Problem statement: Find every line in the records below that holds the word "yacht", and copy it out.

Records excerpted from a collection:
#####
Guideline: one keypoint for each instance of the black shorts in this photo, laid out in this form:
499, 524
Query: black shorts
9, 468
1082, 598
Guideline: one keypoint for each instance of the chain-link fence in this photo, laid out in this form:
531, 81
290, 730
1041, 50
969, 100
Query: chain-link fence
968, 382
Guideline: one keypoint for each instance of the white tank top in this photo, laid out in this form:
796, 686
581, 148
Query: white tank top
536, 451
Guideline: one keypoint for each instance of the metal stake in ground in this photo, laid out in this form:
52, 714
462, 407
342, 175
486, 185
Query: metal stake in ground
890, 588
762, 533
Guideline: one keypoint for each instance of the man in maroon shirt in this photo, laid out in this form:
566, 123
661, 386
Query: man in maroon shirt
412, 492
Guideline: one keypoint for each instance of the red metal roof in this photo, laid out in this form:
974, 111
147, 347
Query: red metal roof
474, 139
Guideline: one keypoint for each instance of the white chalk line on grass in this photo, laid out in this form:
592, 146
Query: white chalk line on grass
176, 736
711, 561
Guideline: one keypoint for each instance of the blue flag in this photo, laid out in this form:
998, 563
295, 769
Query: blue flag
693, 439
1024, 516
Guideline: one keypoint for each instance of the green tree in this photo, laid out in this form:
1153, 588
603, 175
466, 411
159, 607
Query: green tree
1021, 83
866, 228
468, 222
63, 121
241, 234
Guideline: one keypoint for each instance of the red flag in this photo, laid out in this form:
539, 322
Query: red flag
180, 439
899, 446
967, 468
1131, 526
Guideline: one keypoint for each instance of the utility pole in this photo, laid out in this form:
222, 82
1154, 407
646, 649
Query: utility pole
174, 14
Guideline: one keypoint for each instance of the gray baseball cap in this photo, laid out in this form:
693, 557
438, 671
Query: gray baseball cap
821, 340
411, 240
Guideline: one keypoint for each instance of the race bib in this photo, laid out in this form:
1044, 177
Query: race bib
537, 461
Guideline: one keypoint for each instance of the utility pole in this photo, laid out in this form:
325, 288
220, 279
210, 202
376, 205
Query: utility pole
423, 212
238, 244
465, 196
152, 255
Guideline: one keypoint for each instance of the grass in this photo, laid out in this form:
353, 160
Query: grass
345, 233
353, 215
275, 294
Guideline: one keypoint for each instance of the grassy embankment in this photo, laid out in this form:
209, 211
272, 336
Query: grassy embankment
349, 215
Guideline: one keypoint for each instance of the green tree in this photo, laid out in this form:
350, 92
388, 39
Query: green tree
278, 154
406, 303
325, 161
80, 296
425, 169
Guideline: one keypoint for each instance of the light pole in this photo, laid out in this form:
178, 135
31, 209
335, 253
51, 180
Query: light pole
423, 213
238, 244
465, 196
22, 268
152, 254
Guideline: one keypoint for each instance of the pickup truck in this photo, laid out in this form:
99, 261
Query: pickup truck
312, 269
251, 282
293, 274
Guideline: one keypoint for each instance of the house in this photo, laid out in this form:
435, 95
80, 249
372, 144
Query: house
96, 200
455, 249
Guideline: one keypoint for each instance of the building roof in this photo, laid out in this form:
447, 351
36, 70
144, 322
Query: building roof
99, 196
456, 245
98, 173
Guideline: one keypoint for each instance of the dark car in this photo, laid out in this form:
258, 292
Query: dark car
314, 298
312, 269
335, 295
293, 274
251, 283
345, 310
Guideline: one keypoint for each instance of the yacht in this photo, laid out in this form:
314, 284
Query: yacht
#####
Answer:
Guideline: one keypoint for each instance of the yacht in this photo, laid out in this form:
Query: yacht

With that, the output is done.